| Aim of the task |
Can you print every line of the records below word for word, leaving the pictures out?

| Data for processing |
:::::

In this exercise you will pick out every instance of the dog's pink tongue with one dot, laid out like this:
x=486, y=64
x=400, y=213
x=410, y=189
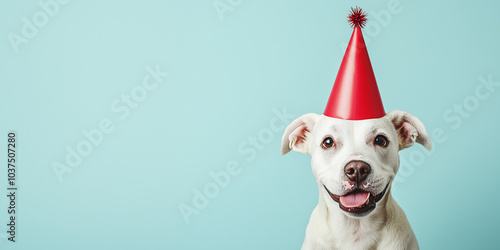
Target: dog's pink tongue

:::::

| Solution below |
In this exercise you will pick out every instance of the dog's pink tongue with one dot, laid out like this:
x=486, y=64
x=400, y=213
x=410, y=189
Target: dog's pink tongue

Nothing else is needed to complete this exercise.